• Required work:
In the records below, copy everything from the line containing "Task: in the photo above, where can the berry" down to the line containing "x=123, y=78", with both of those lines included.

• Data entries:
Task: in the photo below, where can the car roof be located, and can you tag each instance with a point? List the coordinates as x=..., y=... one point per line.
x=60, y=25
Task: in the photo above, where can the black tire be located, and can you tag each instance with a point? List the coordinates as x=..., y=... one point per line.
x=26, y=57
==
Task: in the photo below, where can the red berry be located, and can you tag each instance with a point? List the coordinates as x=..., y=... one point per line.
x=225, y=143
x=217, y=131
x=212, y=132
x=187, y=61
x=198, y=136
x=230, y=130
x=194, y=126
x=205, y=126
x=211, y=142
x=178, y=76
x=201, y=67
---
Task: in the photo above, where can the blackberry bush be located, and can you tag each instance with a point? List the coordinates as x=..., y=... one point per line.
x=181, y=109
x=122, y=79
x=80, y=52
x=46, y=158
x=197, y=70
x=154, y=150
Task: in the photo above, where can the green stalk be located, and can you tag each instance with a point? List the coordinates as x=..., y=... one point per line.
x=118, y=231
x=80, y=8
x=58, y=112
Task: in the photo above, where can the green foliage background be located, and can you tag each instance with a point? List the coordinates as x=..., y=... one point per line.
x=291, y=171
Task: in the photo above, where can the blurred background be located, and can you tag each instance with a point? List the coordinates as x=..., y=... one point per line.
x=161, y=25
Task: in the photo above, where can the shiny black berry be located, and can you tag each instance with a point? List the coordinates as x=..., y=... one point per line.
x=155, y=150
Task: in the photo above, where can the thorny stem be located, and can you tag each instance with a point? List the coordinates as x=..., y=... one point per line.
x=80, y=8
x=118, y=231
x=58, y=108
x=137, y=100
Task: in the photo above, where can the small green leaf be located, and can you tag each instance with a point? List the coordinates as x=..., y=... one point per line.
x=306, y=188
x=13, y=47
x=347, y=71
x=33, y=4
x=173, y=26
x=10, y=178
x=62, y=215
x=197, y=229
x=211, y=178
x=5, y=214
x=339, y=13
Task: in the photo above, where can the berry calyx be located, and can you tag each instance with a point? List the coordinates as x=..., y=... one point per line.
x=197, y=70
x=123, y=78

• Finished answer:
Task: in the photo above, where can the berry calyx be located, and can you tag each instance with a point? List the coordinates as x=..., y=... one point per line.
x=197, y=70
x=123, y=78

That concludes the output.